(Beginning of Information provided)

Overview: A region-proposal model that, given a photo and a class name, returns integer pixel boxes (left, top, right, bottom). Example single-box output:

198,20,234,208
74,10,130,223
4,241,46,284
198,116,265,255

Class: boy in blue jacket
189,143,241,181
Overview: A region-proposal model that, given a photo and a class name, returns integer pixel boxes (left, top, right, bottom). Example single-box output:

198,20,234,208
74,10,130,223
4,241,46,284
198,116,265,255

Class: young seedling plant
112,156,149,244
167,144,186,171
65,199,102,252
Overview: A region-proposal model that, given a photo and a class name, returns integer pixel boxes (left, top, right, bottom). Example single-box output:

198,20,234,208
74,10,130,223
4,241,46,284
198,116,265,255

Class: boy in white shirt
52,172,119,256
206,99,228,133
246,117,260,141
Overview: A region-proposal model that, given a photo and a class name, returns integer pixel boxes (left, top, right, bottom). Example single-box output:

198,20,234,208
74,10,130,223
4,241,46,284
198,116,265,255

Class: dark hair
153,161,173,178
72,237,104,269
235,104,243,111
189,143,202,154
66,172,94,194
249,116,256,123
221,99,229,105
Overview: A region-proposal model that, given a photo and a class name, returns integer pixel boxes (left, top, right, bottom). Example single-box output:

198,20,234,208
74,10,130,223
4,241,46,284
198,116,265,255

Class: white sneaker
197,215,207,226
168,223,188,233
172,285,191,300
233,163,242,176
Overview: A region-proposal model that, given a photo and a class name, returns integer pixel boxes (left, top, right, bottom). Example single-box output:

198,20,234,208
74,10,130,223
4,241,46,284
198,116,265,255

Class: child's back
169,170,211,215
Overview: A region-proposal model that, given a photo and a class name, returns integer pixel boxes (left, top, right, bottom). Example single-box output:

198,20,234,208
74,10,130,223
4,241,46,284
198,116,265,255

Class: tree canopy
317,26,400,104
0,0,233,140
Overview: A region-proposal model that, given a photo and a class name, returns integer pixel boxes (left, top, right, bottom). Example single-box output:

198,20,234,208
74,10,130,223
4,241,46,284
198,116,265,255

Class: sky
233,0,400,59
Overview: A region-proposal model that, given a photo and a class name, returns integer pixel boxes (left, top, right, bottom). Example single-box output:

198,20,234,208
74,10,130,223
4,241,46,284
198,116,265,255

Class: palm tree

(End of Information provided)

## [Brief]
Each line of the material is to be copied exactly.

## [Your response]
Overview: A region-proposal model that, given a photo and a class name, returns integer pixel boxes (left, top, right, bottom). Example single-box output:

198,20,234,208
74,10,130,223
4,241,46,284
198,116,265,255

Class: boy in blue jacket
189,143,241,181
Overview: A region-proposal model that, given a photo and a class name, returns integer pixel boxes (left, top, right, bottom). Example single-box output:

198,20,234,208
74,10,130,223
4,241,46,284
198,116,265,255

Class: young seedling plant
112,156,149,244
167,144,186,171
65,199,102,252
Overview: A region-proposal model that, given a photo and a class name, returns integer pixel boxes (left, top, right, bottom). Example single-box output:

198,20,234,208
74,10,130,223
4,241,46,284
198,116,265,255

Class: boy in white shirt
52,172,119,256
206,99,228,133
246,117,260,141
Overview: A region-proposal model that, given a photo and a class name, returns integer pixel boxes (left, top, right, bottom). Example single-box output:

198,20,234,208
74,10,130,223
4,241,46,284
198,116,265,255

Class: dark hair
153,161,173,178
72,237,104,269
235,104,243,111
189,143,202,154
66,172,94,194
249,116,256,123
221,99,229,105
Overview: A region-proposal model that, given a photo and a class name, returns integer pixel boxes (left, top, right, bottom). Example single-box output:

198,20,234,208
74,10,130,223
4,241,46,284
198,116,265,255

Class: white sneaker
197,215,207,226
168,223,188,233
172,285,191,300
233,163,242,176
Overview: A region-proposal model that, given a photo and a class name, returns integer pixel boxes (left, top, right, bottom). Example single-box output:

198,20,234,208
74,10,130,223
4,241,46,284
198,116,265,255

Class: child's back
169,170,211,215
Overview: A region-proposal model that, given a photo and a class name, returns integer pixel boxes (left, top, right, bottom). Example single-box output:

198,20,234,208
74,10,130,223
4,241,46,284
198,116,265,255

Class: tree canopy
317,26,400,104
0,0,233,140
Overview: A region-proposal model that, given a photo and a class name, returns integer pixel boxes (left, top, right, bottom). Example single-box output:

198,20,234,208
74,10,130,223
4,241,46,284
198,116,265,255

Class: sky
233,0,400,59
Overview: A region-proposal model that, given a photo and a class name, returns integer pixel boxes (left, top, right, bottom). Example single-box output:

198,20,234,208
74,10,130,223
4,241,46,284
198,116,265,255

Class: palm tree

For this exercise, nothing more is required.